Copy each record exactly, word for word.

Dataset START

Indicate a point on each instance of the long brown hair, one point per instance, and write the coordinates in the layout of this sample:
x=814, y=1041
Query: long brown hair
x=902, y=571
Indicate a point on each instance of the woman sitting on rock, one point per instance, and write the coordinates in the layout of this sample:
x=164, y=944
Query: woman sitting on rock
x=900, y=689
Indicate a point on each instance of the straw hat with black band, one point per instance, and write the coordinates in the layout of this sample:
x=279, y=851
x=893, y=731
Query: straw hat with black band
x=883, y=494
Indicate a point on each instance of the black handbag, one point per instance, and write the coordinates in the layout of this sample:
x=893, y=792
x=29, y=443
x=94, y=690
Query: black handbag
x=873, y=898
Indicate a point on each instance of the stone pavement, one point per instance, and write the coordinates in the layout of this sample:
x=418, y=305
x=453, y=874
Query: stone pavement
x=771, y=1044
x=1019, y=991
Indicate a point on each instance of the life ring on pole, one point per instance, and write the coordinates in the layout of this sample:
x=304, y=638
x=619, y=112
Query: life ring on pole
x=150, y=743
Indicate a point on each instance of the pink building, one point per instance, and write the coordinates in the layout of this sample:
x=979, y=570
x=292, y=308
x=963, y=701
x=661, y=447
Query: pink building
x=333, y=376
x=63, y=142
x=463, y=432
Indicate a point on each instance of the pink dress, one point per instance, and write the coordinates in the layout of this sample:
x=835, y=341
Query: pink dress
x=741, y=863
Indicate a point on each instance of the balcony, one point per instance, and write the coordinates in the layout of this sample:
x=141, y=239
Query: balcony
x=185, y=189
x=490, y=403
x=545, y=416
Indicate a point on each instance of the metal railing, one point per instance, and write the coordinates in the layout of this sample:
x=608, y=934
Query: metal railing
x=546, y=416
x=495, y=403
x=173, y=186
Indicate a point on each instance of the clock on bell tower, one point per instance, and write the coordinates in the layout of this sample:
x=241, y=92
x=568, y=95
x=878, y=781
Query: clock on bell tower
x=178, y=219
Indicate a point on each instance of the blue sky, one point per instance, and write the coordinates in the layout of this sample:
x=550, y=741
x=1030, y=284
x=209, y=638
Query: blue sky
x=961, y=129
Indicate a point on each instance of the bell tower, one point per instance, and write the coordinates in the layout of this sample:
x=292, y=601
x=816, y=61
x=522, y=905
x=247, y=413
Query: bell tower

Dataset END

**Answer box**
Indicate a point on each instance of the long brown hair, one point per instance, and write the coordinates in the layout of this sample:
x=814, y=1041
Query: long brown hair
x=902, y=571
Indicate a point on each instance of the woman sitting on rock, one point per instance, and write the coordinates in the layout of this sample:
x=164, y=944
Query: woman sitting on rock
x=900, y=689
Indicate a point on each instance of the straw hat with black band, one point per instance, and write the coordinates in the layout of this sample:
x=279, y=851
x=893, y=731
Query: straw hat with black band
x=883, y=494
Indicate a point on each instance of the black handbag, one point per instance, and write the coordinates in the layout of this sample:
x=893, y=792
x=29, y=443
x=94, y=690
Query: black handbag
x=873, y=898
Indicate a point on each instance of the stone pavement, one point per instance, and write the coordinates in the layout of this sample:
x=418, y=305
x=453, y=874
Query: stone pavement
x=771, y=1044
x=1019, y=991
Indicate a point on each instance of the life ring on pole, one point per instance, and write the coordinates in the layout of this sample:
x=304, y=638
x=619, y=112
Query: life ring on pole
x=150, y=743
Indicate a point on each instance of the pink building, one point per instance, and write the coordinates in the layout of this sample:
x=979, y=570
x=292, y=308
x=963, y=701
x=661, y=447
Query: pink building
x=333, y=376
x=63, y=142
x=463, y=432
Indicate a point on each instance of the pink dress, one point per instance, and write the coordinates in the layout of this sample:
x=835, y=341
Query: pink dress
x=741, y=863
Indicate a point on each instance of the balcony, one point per instance, and write the coordinates in the layout of this sample:
x=141, y=239
Query: balcony
x=185, y=189
x=490, y=403
x=545, y=416
Indicate a point on each instance of the metal railing, one point per instance, and write the coordinates in the layout of this sample:
x=608, y=934
Query: metal railing
x=546, y=416
x=495, y=403
x=173, y=186
Indicate a point on each instance of the clock on bell tower, one point per instance, and write the coordinates in the layout of this sample:
x=241, y=92
x=568, y=95
x=878, y=781
Query: clock on bell tower
x=178, y=219
Indicate a point on each instance of the blue sky, one point per instance, and write the coordinates in the layout of this sample:
x=550, y=741
x=1030, y=284
x=209, y=638
Query: blue sky
x=961, y=129
Indicate a point on each instance of the bell tower, one point per instance, and write the coordinates in the layout of this sample:
x=292, y=601
x=816, y=61
x=522, y=905
x=247, y=413
Query: bell tower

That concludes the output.